| KUTIPAN DOKUMEN |
Gus Dur mengajarkan kepada kita semua untuk membiasakan melihat kelebihan
sesama manusia, bukan mencari kekurangan, kelemahan atau merasa lebih baik dan
lebih benar daripada yang lainnya. Itulah sebagian ajaran akhlak tasawuf yang
seharusnya dipelajari setiap pemeluk agama.
Sebagai
penutup, al-Muhaddits al-Haramain as-Sayyid Muhammad bin Alawi al-Maliki
al-Hasani memberikan wasiat yang sangat berharga kepada kita semua. Diantara wasiat
tersebut adalah wasiat yang pernah diberikan oleh ayahandanya, al-Muhaddits
al-Haramain as-Sayyid Alawi bin Abbas bin Abdul Aziz al-Maliki, dari al-Habib
Alawi bin Thohir al-Haddad: “Waspadalah dalam menjadikan suatu kebiasaan
hanya mengulang-ulang membaca permasalahan fiqih, siang dan malam, semasa tua
dan muda, tanpa membaca kitab agama yang lain seperti ilmu tafsir, hadits dan
tasawuf. Dengan membatasi bacaan hanya pada kitab-kitab fiqih adalah suatu
kelemahan, kejumudan dan menjauhkan diri dari akhlak yang baik serta menjadikan
kerasnya hati.”

| DATA MENTAH |

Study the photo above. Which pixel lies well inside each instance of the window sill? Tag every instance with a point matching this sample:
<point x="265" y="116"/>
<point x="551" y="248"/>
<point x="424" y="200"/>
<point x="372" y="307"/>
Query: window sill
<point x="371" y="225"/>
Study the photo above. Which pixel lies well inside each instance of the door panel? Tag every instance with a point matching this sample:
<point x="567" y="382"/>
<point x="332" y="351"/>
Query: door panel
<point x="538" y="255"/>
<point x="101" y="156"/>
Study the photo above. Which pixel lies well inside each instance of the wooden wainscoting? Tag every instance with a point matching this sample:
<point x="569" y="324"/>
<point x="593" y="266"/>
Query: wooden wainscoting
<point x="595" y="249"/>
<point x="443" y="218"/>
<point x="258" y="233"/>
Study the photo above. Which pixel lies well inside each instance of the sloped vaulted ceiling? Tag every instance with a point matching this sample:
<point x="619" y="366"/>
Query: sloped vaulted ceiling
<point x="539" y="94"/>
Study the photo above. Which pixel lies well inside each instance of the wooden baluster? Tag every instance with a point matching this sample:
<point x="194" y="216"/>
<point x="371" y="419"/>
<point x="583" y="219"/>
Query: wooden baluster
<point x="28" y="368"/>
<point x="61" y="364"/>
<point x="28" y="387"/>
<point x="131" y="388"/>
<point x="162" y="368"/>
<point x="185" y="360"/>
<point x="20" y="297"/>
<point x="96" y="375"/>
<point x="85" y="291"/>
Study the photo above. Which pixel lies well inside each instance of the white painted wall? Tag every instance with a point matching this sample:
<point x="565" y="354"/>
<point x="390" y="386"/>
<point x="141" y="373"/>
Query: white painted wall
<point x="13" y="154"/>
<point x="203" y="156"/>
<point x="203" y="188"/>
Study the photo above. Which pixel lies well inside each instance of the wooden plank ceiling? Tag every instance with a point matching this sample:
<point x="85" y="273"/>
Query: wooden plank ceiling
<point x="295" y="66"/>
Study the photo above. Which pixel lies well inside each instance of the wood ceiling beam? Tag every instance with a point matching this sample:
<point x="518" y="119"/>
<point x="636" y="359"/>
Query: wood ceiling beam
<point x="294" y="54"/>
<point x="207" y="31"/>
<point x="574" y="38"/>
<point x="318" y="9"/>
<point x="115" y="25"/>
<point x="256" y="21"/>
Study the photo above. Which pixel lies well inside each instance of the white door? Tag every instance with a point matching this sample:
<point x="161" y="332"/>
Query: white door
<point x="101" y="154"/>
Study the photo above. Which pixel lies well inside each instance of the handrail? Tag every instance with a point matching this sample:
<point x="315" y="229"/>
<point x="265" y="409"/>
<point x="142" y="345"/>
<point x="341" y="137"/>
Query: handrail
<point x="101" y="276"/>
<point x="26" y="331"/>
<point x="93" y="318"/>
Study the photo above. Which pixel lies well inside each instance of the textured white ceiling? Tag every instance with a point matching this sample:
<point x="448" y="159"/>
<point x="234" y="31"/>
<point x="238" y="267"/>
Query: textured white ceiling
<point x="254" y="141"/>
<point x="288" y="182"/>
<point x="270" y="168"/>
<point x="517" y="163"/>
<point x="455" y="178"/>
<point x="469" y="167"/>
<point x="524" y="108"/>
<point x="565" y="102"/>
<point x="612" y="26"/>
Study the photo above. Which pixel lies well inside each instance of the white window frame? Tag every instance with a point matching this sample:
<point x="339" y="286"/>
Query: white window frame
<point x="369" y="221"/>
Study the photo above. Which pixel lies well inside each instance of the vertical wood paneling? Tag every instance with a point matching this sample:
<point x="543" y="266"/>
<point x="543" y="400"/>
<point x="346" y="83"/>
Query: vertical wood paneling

| LATIHAN SOAL |
1. Salin ulang sebagian kutipan dokumen tanpa perubahan apa pun. Mulailah dari kata-kata yang memuat "Gus Dur mengajarkan" dan berhentilah setelah "setiap pemeluk agama.".
2. Menurut kutipan dokumen, mengapa seseorang perlu waspada membiasakan diri hanya mengulang-ulang membaca permasalahan fiqih tanpa membaca kitab agama lain? Jelaskan dalam satu sampai tiga kalimat.

| DAFTAR JAWABAN |
1.
Gus Dur mengajarkan kepada kita semua untuk membiasakan melihat kelebihan
sesama manusia, bukan mencari kekurangan, kelemahan atau merasa lebih baik dan
lebih benar daripada yang lainnya. Itulah sebagian ajaran akhlak tasawuf yang
seharusnya dipelajari setiap pemeluk agama.

2. Membatasi bacaan hanya pada kitab-kitab fiqih merupakan suatu kelemahan dan kejumudan. Selain itu, kebiasaan tersebut menjauhkan diri dari akhlak yang baik serta menjadikan hati keras.